Task objective | One number is the full answer: how many lines in the records contain the word "pillow"?

Information |
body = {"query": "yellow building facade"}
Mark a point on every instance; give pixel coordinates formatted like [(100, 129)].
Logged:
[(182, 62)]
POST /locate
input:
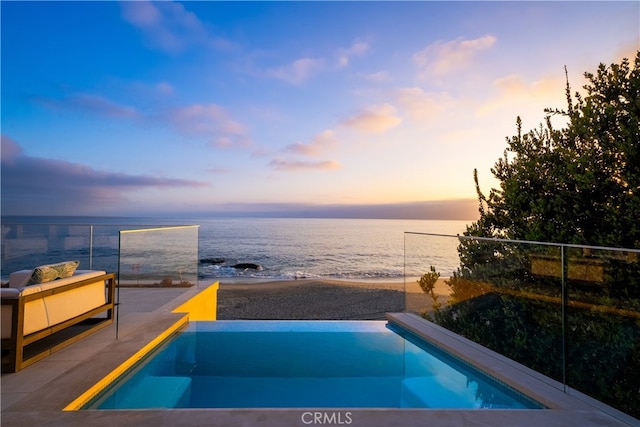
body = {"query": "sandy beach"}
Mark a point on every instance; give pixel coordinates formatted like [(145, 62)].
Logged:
[(312, 299)]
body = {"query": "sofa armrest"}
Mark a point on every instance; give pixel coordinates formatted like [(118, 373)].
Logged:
[(9, 293)]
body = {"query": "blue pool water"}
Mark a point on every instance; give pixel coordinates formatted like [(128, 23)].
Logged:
[(294, 364)]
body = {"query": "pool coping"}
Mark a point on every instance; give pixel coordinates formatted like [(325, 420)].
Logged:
[(547, 391), (44, 406)]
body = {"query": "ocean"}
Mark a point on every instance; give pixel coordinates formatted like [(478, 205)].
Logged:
[(281, 248)]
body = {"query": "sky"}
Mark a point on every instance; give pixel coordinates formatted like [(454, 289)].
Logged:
[(346, 109)]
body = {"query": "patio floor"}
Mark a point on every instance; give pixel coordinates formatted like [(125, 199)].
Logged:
[(37, 394)]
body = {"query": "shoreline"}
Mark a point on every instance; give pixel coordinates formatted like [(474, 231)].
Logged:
[(320, 299)]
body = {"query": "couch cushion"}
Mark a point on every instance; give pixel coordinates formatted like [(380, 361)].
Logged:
[(47, 273), (77, 276), (19, 279)]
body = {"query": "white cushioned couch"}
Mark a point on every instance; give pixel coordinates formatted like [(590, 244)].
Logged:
[(40, 318)]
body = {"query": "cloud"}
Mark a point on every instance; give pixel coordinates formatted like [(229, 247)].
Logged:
[(377, 77), (33, 185), (314, 147), (420, 105), (212, 121), (441, 58), (456, 209), (376, 119), (294, 165), (299, 71), (166, 25), (356, 49), (513, 92), (90, 103)]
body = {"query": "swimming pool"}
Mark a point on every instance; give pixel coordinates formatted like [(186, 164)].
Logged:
[(295, 364)]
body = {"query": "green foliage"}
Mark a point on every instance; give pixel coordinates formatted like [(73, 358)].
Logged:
[(603, 349), (576, 185)]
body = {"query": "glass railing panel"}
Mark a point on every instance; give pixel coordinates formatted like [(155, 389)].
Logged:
[(504, 295), (603, 325), (159, 257)]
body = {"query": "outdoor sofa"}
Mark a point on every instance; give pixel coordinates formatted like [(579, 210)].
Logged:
[(51, 307)]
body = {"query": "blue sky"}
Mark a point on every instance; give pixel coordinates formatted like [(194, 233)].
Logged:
[(282, 108)]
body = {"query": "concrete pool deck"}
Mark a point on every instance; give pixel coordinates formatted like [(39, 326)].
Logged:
[(36, 395)]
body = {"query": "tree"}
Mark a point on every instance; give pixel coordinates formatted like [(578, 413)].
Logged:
[(580, 184)]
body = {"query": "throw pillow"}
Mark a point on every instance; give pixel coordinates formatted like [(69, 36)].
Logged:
[(47, 273)]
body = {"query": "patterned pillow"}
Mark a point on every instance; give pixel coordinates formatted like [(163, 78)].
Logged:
[(47, 273)]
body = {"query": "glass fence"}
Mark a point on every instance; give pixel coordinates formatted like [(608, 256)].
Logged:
[(141, 254), (569, 312), (165, 256)]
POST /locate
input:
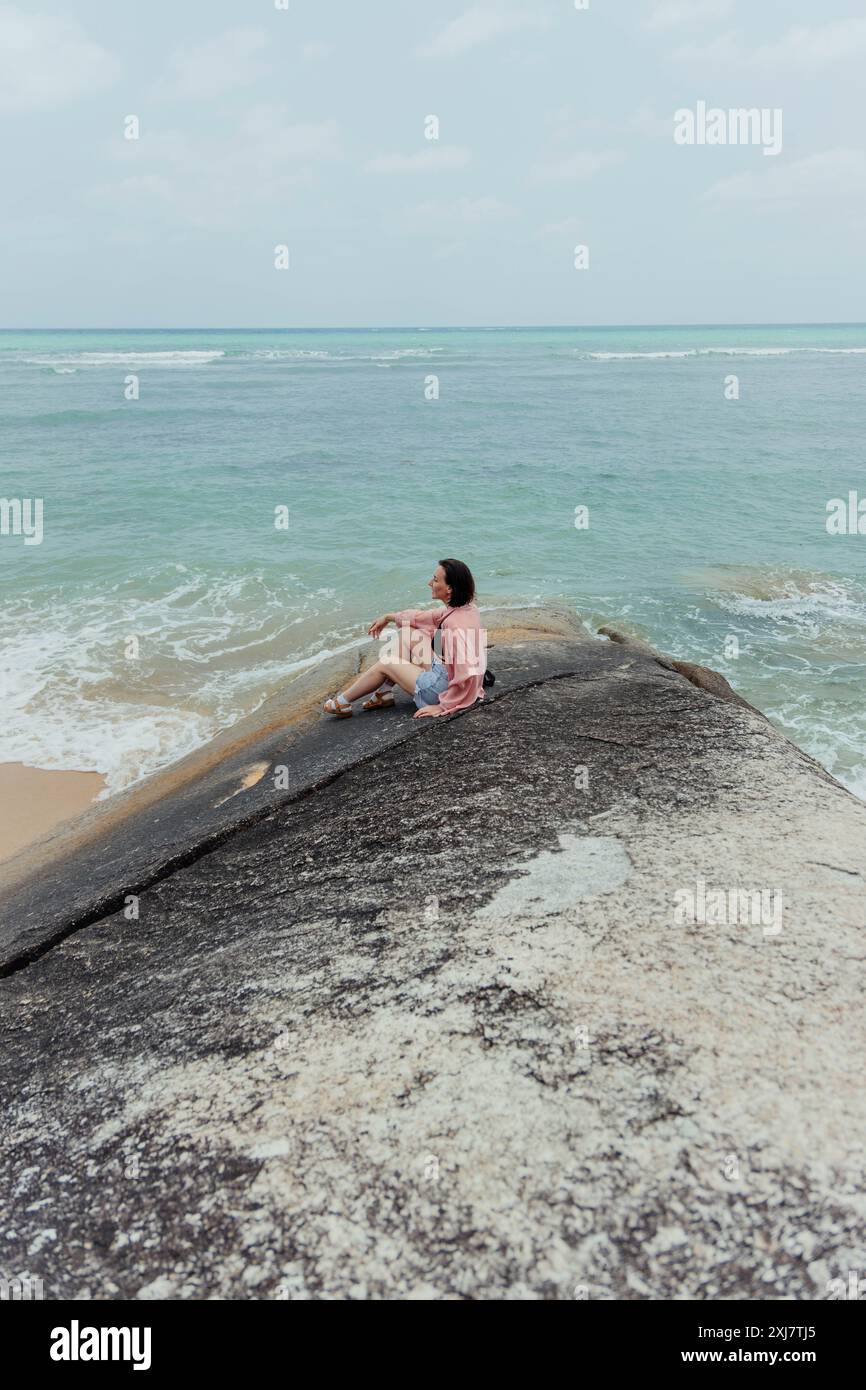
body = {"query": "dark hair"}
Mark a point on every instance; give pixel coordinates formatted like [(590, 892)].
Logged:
[(459, 578)]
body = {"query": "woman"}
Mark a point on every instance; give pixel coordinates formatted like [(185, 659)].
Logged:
[(439, 687)]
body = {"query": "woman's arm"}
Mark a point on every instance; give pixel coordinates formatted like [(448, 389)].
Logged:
[(378, 623)]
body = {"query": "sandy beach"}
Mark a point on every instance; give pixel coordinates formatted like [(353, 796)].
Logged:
[(34, 801)]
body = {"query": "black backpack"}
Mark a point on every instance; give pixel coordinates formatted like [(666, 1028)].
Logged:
[(488, 679)]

Output below | 2